— Aufgaben —
1) Zitiere aus dem Textauszug die Passage zwischen „Bis Breitenburg ging“ und „in meine Richtung.“, jeweils einschließlich.
2) Welche Tagesstrecke nennt der Textauszug für die 6. Etappe?

— Textauszug —
------------------------

Freitag, 16.
Mai 2008
sonnig ab und an Wolken bei 19 Grad
sonnig ab und an Wolken bei 19 Grad
6. Etappe: Itzehoe – Kremperheide –
Beidenfleth – Wewelsfleth - Glückstadt
Tagesstrecke: 29 km
Gesamtstrecke: 162 km
Wanderweg: Jakobsweg/Elbe Rad Weg
Gesamtstrecke: 162 km
Wanderweg: Jakobsweg/Elbe Rad Weg
Mit dem Lärm, mit dem ich versuchte einzuschlafen,
erwachte ich auch wieder. Schulkinder, die wie überdrehte Rennmäuse über den
Flur hetzten. Um nicht völlig irre zu werden, packte ich schnell meine Sachen
und verließ die Jugendherberge ohne zu frühstücken. Auf dem Weg in die Stadt
bedankte ich mich beim Schicksal, dass ich kein Lehrer geworden war. Die Schüler sicher auch!
Schnell fand ich einen Bäcker. Rucksack runter,
Brötchen eingepackt, Rucksack wieder drauf, ein Brötchen und ein Kaffee to go
in Händen ging es weiter stadtauswärts. Als ich über eine Brücke kam, die den
Fluss Stör überwand, wollte ich auf der Karte meinen weiteren Weg bestimmen. Das
war dann leider nicht möglich, denn die Karte war nicht mehr da! Ich hatte sie
wohl beim Bäcker liegen lassen. Dazu sollte ich erklären, dass ich die zu
benutzende Karte immer außerhalb des Rucksacks, hinter dem Riemen des
Hüftgurtes steckte, um einen schnellen Zugriff zu haben. Beim Aus- und Einpacken
muss ich sie auf dem Tresen liegen gelassen haben. Nun gab es zwei Varianten:
1. Ich laufe zurück oder 2. Ich gehe ab jetzt ohne. Variante zwei war natürlich
Quatsch und so ging ich zurück, holte die Karte, um dann 45 Minuten später an
dem Punkt zu stehen, wo ich den Verlust bemerkte.
Bis Breitenburg ging es auf einem Radweg entlang einer
Landstraße. Vorbei am hiesigen ehemaligen Bundeswehrgelände durch einen Wald
nach Kremperheide. Kurz vor dem Ende des Waldes sah ich einen Mann mit Hund
stehen. Er schien auf mich zu warten, denn immerzu guckte er in meine Richtung.

------------------------

— Bereitgestelltes Material —

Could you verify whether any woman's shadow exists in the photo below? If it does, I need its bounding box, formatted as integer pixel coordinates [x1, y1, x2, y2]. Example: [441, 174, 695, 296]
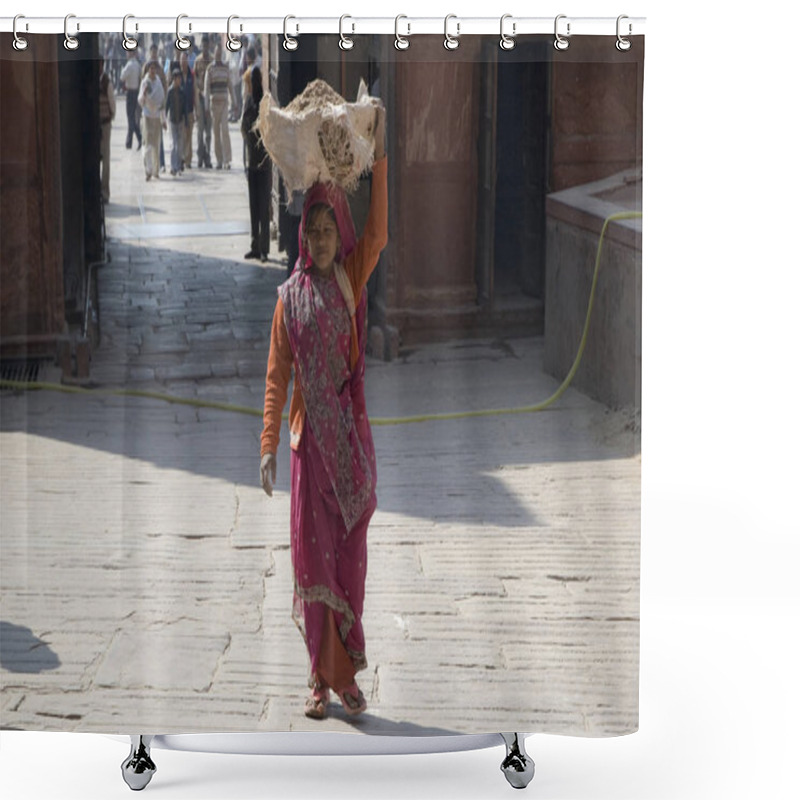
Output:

------------------------

— Lösungen —
1)
Bis Breitenburg ging es auf einem Radweg entlang einer
Landstraße. Vorbei am hiesigen ehemaligen Bundeswehrgelände durch einen Wald
nach Kremperheide. Kurz vor dem Ende des Waldes sah ich einen Mann mit Hund
stehen. Er schien auf mich zu warten, denn immerzu guckte er in meine Richtung.

2) Die Tagesstrecke beträgt 29 km.